-- Start of Record list --

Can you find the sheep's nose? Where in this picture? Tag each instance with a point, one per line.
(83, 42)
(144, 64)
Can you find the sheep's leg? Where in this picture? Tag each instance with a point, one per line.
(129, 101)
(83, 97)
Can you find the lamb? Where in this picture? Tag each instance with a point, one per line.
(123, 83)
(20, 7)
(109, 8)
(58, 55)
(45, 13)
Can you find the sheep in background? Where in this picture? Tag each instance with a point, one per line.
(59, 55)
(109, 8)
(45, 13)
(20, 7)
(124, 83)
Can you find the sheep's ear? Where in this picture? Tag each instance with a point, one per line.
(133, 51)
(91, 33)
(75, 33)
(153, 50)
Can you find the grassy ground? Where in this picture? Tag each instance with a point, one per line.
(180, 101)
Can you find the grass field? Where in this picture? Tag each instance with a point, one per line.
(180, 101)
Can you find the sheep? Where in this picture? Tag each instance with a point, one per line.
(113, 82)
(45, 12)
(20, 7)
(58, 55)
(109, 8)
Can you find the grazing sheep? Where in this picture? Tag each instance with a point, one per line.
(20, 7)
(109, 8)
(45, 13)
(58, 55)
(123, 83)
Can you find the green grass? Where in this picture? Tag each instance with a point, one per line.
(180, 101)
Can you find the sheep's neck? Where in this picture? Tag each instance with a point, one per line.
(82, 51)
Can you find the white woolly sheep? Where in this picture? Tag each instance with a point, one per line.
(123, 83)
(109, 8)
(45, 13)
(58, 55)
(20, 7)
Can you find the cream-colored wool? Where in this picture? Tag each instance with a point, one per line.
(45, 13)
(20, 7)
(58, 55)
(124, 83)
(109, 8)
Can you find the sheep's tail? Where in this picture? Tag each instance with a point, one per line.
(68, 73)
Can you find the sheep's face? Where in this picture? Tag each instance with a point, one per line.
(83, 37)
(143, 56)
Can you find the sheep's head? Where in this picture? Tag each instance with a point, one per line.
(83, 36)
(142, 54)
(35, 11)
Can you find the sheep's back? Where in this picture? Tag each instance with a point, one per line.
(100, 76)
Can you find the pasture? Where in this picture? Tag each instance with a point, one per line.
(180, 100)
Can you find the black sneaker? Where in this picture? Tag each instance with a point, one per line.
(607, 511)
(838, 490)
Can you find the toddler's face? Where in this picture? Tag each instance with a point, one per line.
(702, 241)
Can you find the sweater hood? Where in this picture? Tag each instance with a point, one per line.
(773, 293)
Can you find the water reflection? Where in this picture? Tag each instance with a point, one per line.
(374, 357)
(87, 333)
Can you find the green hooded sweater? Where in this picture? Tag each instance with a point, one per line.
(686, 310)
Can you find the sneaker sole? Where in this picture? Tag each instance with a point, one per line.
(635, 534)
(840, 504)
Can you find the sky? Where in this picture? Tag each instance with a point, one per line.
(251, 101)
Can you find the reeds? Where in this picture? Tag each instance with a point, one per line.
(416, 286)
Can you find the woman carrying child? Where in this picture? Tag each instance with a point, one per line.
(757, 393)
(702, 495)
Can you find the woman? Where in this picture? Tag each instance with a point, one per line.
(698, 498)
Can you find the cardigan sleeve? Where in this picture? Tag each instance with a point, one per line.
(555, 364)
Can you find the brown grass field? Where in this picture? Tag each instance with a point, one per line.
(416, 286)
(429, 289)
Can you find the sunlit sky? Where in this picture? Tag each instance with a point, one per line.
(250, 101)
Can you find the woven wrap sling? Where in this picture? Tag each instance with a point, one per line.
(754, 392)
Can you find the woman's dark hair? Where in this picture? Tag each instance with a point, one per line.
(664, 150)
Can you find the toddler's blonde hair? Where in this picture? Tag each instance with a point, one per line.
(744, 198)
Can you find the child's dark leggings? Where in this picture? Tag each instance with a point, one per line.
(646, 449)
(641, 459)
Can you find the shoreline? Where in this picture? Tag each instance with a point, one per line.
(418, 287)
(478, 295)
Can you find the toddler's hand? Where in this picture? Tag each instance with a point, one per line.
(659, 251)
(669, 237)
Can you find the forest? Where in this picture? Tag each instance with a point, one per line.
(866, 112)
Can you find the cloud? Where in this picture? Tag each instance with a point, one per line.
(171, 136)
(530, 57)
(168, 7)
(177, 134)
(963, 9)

-- End of Record list --

**Aim:**
Copy out the whole listing above, putting "Mark" wherever "Tag" appears and changing nothing else.

**Full response:**
Can you find the sheep's nose? Where in this picture? Mark each instance with a point, one per line.
(83, 42)
(144, 64)
Can you find the sheep's leg? Where in this picture? Mark each instance with a point, one per line.
(129, 101)
(83, 97)
Can you find the lamb? Where in this picture? Mark each instance with a point, one per line.
(123, 83)
(20, 7)
(109, 8)
(58, 55)
(45, 13)
Can you find the sheep in background? Where in this picture? Mark each instance with a point, one per line.
(59, 55)
(109, 8)
(45, 13)
(20, 7)
(124, 83)
Can you find the sheep's ear? Where in this picture? Mark each instance with a point, one per line.
(133, 51)
(91, 33)
(75, 33)
(153, 50)
Can you find the grassy ground? Where in this picture? Mark each instance with a point, one per line.
(180, 101)
Can you find the grass field? Where in this picture? Mark each instance with a point, one per line.
(180, 101)
Can you find the sheep? Where in this picture? Mark each instance with a point, one per line.
(113, 82)
(45, 12)
(20, 7)
(58, 55)
(109, 8)
Can you find the grazing sheep? Where in this picture? Mark each instance with a point, one per line.
(20, 7)
(109, 8)
(45, 13)
(58, 55)
(123, 83)
Can you find the green grass? Where in this picture? Mark each instance with a point, one per line.
(180, 101)
Can you find the sheep's neck? Where in this picture? Mark each instance with a point, one per line.
(82, 51)
Can you find the white woolly sheep? Where in this picture? Mark each instance with a point, one per line.
(123, 83)
(109, 8)
(45, 13)
(58, 55)
(20, 7)
Can you find the cream-colored wool? Where in this picture? Mark each instance with a point, one per line.
(45, 13)
(20, 7)
(58, 55)
(124, 83)
(109, 8)
Can you find the sheep's tail? Where in this picture? Mark each instance with a point, one per line.
(68, 73)
Can you find the sheep's face? Where in this picture? Mark each instance with a point, one per line.
(83, 37)
(143, 56)
Can you find the sheep's head? Where in this picture? Mark each instance with a point, one per line.
(83, 36)
(142, 54)
(35, 11)
Can you find the sheep's back? Where in this picture? Mark each instance with a point, one per line.
(100, 76)
Can you find the pasture? Where in this picture? Mark each instance with a point, one per line.
(180, 100)
Can you find the black sneaker? Where in this picture? Mark each instance with a point, one per line.
(607, 511)
(838, 490)
Can you find the toddler's face? Where in this picture? Mark each instance with a point, one per line.
(702, 241)
Can you find the sweater hood? Where in this picture? Mark each instance with a point, one per line.
(773, 293)
Can you find the water reflection? Where in this picture? Mark each instance with a point, one per line.
(374, 357)
(87, 333)
Can you find the green hooded sweater? Where in this picture? Mark each instance with a point, one per line.
(686, 310)
Can you find the sneaker sole? Where in this picture? Mark each instance with a point, one per line.
(635, 534)
(840, 504)
Can you find the sky? Where in this picture? Mark each instance with a point, one per line.
(251, 101)
Can you find the reeds? Where in this picture? Mark each instance with a point, one per line.
(416, 286)
Can you find the woman carrying child? Where in this picture? Mark each instance with a point, one per line.
(757, 393)
(702, 495)
Can you find the woman? Where in this picture? Mark each instance with a point, one per line.
(698, 498)
Can you find the cardigan sleeve? Where in this picture? Mark each instance with a point, one per line.
(555, 364)
Can you find the brown grass field? Where in this picture? Mark each instance with a point, one per line.
(416, 286)
(429, 289)
Can you find the sunlit sky? Where in this picture? Mark each instance with a point, one per line.
(250, 101)
Can you find the woven wrap sling? Where in this picture? Mark each instance with a point, one per line.
(754, 392)
Can you find the woman's dark hair? Where in this picture? Mark each instance with a point, one per line.
(664, 150)
Can you find the toddler's blonde hair? Where in this picture? Mark each instance with a point, one per line.
(744, 198)
Can you find the child's dark leggings? Where in this picture? Mark each instance with a point, one per line.
(646, 449)
(641, 459)
Can you find the shoreline? Where in this picture? Mark each instance with a point, one per line.
(418, 287)
(478, 295)
Can you find the toddler's hand? Where in this picture? Mark each instance with a point, one per line.
(659, 251)
(669, 237)
Can you find the forest? Where in this picture? Mark each instance with a point, one per line.
(866, 112)
Can you find the cloud? Where in this picture? Mark each instance with a point, one per line.
(171, 136)
(530, 57)
(168, 7)
(177, 134)
(963, 9)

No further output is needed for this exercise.